--- READING TEXT ---
-*-

## Text Preprocessing Basics 

- Lower Casing
- Removing HTML Tags
- Removing URLs
- Removing Punctuation
- Chat words treatment
- Spelling Correction
- Removing Stopwords
- Handling Emojis
- Tokenization
- Stemming
- Lemmatization 

In [1]:
# importing numpy and pandas
import pandas as pd
import numpy as np

In [2]:
# Data set Link 
# https://www.kaggle.com/datasets/lakshmi25npathi/imdb-dataset-of-50k-movie-reviews

In [3]:
# Reading the CSV file and storing the data in a DataFrame 'df'
df = pd.read_csv("../archive/IMDB Dataset.csv")

In [4]:
df

Unnamed: 0,review,sentiment
0,One of the other reviewers has mentioned that ...,positive
1,A wonderful little production. <br /><br />The...,positive
2,I thought this was a wonderful way to spend ti...,positive
3,Basically there's a family where a little boy ...,negative
4,"Petter Mattei's ""Love in the Time of Money"" is...",positive
...,...,...

-*-

--- BRIEF 1 ---
Summarize the text preprocessing page above in two sentences.

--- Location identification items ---
-*-

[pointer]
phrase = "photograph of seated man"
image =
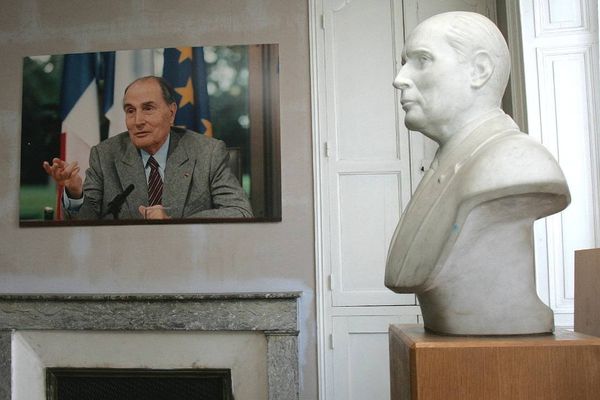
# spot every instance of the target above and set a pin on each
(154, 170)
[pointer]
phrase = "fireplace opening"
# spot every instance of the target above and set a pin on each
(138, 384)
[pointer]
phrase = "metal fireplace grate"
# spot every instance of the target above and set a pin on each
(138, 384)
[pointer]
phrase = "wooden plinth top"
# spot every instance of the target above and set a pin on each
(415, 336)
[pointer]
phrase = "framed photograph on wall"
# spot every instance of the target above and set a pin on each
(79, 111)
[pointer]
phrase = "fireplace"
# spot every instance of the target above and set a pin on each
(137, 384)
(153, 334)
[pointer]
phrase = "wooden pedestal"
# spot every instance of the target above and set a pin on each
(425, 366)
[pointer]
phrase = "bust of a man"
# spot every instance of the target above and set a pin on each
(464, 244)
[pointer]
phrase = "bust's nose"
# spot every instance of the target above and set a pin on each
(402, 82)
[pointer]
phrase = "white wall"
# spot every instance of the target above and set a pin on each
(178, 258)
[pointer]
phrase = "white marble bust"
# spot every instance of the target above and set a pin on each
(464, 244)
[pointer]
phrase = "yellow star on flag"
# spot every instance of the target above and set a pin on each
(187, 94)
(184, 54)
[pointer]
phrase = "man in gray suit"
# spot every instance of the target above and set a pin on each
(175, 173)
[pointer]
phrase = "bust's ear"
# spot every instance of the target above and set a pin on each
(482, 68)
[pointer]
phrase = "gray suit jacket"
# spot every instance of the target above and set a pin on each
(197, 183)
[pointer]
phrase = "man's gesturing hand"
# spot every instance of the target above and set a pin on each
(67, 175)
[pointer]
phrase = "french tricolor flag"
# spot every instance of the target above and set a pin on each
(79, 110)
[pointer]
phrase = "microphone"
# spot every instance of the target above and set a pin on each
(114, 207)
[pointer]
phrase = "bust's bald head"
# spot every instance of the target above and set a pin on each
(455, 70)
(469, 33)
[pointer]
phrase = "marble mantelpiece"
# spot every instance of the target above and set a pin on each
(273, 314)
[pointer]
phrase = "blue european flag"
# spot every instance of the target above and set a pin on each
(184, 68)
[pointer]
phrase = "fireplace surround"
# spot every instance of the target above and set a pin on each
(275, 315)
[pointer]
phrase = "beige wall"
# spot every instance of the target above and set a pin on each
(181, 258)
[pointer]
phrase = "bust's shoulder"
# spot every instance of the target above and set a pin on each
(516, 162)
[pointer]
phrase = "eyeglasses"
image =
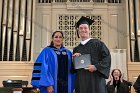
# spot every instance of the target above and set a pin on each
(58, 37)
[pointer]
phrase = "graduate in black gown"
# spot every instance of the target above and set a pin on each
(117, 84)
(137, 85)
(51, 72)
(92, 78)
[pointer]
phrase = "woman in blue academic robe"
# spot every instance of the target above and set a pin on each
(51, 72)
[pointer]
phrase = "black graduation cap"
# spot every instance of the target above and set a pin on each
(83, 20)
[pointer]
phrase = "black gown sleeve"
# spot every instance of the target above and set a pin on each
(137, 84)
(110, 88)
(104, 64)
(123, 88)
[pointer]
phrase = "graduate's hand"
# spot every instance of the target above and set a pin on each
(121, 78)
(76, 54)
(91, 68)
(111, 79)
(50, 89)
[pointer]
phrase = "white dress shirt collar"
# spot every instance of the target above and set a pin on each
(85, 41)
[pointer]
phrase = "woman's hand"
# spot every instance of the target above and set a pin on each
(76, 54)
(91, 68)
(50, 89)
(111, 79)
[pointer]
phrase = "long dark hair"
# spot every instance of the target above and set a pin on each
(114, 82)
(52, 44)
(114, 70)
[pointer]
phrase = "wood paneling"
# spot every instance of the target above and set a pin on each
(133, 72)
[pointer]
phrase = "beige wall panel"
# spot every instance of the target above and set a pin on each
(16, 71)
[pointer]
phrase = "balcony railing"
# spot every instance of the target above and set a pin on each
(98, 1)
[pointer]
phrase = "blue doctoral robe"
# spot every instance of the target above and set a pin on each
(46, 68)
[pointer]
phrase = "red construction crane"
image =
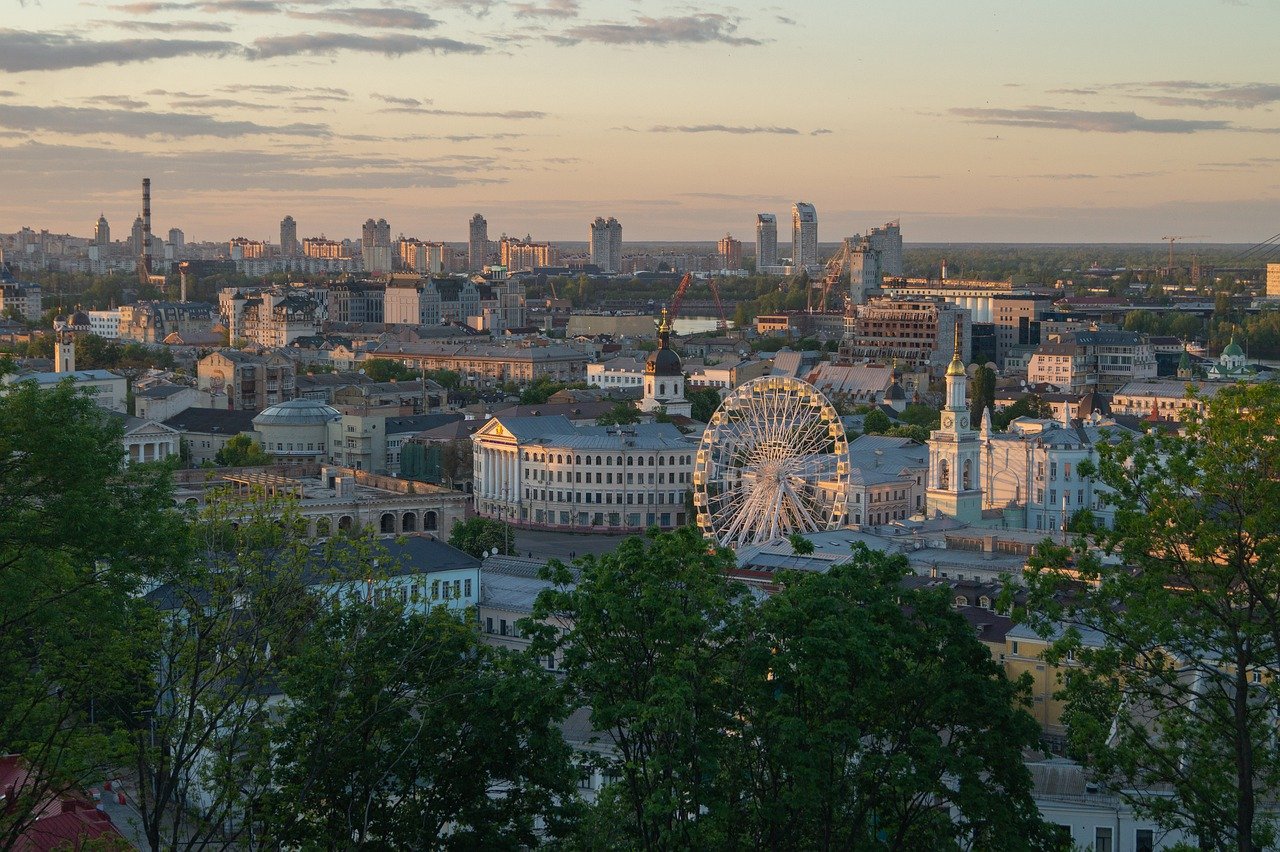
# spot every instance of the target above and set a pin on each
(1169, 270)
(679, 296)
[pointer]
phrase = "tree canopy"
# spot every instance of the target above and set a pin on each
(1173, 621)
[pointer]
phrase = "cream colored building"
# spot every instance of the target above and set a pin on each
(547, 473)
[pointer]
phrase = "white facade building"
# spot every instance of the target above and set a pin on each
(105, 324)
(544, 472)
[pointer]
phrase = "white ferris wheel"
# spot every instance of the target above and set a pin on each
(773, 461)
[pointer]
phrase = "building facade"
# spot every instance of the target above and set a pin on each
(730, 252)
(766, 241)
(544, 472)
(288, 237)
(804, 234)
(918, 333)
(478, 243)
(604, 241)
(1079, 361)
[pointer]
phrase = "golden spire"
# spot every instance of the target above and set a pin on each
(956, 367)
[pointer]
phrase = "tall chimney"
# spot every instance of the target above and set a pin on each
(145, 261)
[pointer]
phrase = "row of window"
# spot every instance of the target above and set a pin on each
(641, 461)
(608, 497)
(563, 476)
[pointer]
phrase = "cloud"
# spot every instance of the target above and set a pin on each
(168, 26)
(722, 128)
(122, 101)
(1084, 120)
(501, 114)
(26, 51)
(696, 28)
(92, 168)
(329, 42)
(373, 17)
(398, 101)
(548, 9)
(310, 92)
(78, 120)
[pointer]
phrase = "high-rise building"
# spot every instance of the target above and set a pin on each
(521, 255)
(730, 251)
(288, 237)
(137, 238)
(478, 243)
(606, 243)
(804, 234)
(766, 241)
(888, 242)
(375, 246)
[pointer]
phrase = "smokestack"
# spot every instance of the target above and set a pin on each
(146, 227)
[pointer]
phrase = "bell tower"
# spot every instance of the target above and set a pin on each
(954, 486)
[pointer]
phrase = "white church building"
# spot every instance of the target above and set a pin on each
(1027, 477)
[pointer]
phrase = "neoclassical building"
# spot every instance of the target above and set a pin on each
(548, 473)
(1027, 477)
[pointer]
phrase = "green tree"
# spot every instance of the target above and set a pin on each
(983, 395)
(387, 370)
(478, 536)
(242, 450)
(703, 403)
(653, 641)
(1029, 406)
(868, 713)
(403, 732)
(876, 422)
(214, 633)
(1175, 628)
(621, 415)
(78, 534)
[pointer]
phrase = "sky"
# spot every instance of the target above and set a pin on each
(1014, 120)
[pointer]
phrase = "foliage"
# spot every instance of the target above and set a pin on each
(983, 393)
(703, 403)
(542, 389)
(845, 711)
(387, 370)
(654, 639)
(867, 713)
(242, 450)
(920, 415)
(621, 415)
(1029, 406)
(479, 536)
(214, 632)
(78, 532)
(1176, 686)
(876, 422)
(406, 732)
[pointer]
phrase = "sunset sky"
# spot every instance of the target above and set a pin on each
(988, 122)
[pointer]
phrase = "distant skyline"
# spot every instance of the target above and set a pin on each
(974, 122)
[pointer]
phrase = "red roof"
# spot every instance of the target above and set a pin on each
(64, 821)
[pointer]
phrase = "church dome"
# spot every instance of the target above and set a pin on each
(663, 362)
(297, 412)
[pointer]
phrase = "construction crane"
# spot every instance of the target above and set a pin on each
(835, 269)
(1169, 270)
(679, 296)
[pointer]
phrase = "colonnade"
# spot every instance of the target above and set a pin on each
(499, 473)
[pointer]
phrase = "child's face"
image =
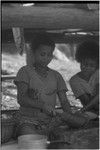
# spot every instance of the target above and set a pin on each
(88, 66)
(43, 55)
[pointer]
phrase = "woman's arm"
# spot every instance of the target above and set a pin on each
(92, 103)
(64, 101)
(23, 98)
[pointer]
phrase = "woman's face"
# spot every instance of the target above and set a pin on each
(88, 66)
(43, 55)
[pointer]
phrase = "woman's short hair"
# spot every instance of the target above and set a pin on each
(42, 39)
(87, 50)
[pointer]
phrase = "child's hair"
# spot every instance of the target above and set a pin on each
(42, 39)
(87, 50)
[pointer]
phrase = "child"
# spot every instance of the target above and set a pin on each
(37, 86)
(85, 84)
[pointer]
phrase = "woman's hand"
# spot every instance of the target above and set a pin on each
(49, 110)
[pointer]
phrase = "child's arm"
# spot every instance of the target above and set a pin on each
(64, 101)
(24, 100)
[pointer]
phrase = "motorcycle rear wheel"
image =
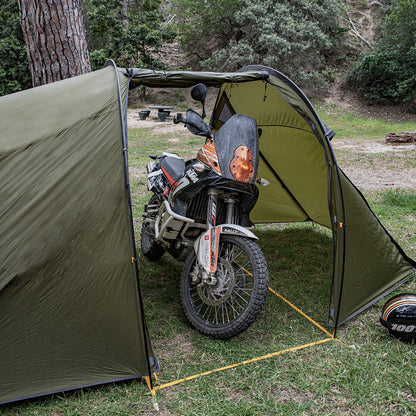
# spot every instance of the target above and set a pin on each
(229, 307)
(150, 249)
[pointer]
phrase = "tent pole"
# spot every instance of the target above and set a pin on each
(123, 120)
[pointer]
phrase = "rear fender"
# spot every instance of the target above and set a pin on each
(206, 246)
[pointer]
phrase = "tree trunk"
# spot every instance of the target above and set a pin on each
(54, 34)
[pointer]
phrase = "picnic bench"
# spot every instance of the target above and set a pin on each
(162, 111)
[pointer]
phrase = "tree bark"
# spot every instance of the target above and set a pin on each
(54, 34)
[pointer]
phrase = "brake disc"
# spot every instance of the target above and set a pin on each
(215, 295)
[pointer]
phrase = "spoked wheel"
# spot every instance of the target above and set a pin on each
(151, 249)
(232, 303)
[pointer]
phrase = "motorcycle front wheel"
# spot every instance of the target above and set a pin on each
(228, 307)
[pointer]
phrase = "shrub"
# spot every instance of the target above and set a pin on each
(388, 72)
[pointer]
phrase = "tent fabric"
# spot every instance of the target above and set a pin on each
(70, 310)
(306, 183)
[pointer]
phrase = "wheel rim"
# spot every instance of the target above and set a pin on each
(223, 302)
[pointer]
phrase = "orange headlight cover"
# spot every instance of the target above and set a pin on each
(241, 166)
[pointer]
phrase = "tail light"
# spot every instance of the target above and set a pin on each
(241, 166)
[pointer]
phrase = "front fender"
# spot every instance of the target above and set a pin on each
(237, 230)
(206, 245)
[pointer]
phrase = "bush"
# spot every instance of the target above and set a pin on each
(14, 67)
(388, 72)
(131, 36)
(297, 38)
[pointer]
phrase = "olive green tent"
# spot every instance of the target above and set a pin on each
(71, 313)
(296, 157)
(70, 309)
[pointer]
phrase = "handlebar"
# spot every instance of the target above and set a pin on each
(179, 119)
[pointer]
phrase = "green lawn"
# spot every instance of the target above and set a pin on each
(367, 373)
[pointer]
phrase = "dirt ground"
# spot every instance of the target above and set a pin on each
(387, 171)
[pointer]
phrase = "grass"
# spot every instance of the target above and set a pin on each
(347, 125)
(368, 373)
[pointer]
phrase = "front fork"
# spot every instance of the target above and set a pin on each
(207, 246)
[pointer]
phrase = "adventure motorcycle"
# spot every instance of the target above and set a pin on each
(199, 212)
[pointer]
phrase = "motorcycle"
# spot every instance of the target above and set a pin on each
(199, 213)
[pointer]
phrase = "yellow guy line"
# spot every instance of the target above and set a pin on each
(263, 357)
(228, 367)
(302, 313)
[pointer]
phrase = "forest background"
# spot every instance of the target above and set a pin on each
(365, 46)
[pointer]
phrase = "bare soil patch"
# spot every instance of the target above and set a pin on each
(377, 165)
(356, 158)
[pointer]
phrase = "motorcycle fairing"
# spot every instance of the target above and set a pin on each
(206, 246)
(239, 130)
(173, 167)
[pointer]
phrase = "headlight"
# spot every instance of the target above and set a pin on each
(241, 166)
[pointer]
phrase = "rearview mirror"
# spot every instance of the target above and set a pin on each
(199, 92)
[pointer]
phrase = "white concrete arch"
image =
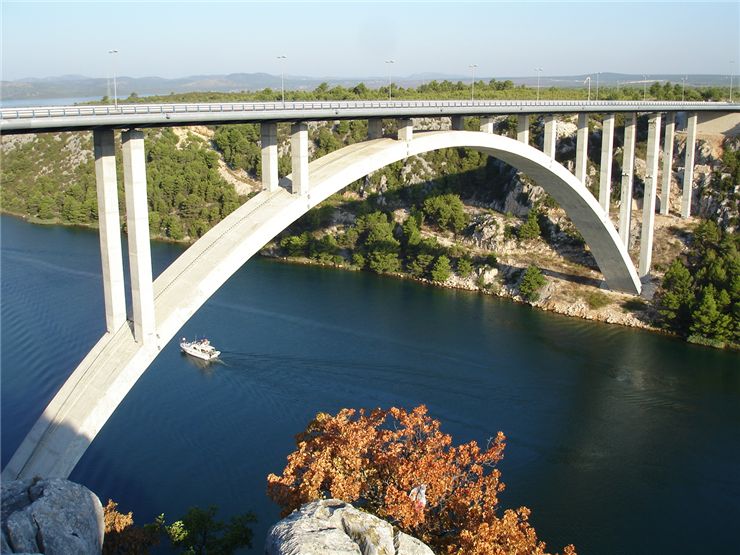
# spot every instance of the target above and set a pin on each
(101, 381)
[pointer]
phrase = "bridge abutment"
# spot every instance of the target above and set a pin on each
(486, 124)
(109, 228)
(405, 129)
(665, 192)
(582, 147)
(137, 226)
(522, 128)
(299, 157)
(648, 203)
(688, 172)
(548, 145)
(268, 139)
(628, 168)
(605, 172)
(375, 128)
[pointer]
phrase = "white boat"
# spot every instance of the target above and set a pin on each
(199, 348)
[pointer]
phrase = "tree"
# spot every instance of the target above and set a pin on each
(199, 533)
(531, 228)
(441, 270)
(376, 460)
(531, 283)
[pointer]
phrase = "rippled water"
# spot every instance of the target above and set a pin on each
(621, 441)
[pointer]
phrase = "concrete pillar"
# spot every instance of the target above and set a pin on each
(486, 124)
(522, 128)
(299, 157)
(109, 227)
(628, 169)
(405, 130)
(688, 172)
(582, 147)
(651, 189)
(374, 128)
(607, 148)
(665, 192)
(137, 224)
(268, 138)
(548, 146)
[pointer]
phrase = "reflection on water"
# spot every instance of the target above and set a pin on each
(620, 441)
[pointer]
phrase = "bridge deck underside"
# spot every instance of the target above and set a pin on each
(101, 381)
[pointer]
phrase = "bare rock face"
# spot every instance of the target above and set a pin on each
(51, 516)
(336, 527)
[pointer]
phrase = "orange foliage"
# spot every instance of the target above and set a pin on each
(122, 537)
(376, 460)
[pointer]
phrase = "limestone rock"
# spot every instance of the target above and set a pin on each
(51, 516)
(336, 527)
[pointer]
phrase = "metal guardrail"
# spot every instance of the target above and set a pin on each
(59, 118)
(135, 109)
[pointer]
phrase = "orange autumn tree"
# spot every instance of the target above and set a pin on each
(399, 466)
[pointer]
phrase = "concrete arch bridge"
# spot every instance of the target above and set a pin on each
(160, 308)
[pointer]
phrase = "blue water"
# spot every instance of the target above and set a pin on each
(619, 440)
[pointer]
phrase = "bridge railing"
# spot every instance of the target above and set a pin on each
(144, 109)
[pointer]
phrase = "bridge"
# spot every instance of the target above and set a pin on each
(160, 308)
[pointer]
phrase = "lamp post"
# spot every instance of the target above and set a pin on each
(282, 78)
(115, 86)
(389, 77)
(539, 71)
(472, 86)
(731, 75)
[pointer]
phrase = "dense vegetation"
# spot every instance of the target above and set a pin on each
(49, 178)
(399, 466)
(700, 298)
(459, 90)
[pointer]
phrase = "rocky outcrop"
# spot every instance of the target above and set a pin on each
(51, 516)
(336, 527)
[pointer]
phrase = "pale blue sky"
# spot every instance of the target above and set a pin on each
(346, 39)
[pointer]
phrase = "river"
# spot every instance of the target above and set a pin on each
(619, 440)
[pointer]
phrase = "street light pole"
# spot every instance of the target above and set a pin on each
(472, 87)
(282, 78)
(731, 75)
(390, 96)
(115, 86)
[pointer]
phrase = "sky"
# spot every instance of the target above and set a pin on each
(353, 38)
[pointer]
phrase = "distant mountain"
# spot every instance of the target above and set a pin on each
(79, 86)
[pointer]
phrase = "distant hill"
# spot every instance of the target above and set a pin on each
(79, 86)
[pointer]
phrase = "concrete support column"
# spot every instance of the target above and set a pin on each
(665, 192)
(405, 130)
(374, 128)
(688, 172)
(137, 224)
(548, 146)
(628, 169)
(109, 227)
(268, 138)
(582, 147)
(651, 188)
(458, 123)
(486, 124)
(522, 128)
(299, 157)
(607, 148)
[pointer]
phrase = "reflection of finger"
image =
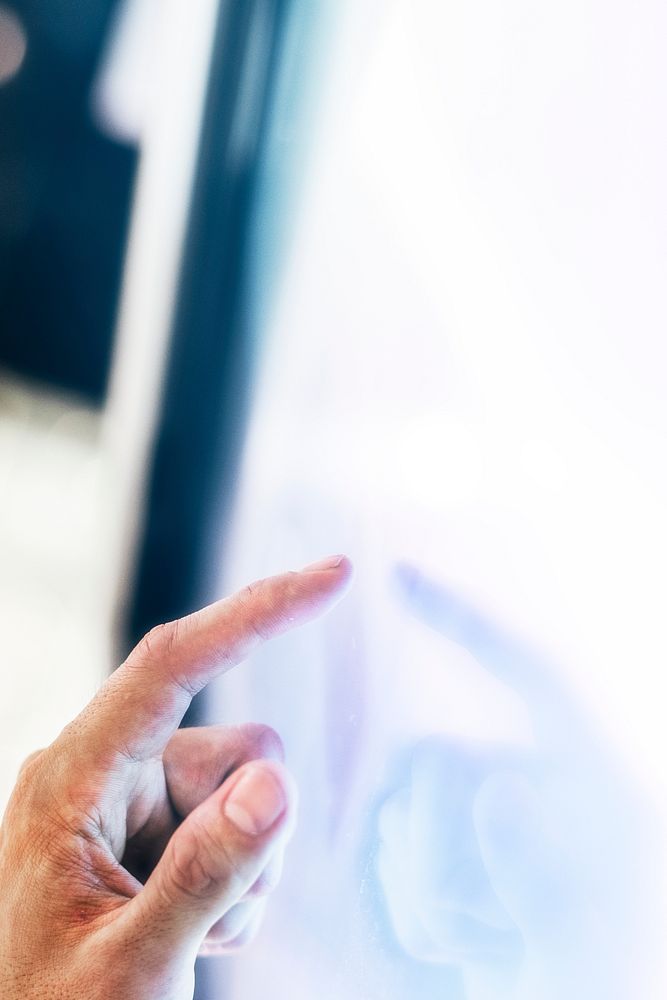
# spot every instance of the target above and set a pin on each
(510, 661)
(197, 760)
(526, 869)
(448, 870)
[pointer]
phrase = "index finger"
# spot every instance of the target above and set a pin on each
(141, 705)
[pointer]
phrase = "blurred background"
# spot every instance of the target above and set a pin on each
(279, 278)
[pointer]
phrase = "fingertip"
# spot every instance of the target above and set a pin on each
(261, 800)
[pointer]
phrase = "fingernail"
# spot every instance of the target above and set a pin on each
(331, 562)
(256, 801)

-*-

--- BRIEF 2 ---
Locate every line in the records that contains the string "pole" and copy each one out. Case counts.

--- RESPONSE 1 ---
The page lists basic text preprocessing steps: lowercasing, removing HTML tags, URLs, punctuation, and stopwords, treating chat words, correcting spelling, handling emojis, tokenization, stemming, and lemmatization. It then imports pandas and numpy, reads an IMDB movie review CSV file into a DataFrame named df, and displays rows that pair each review with a positive or negative sentiment.

--- RESPONSE 2 ---
phrase = "tent pole"
phrase = "street light pole"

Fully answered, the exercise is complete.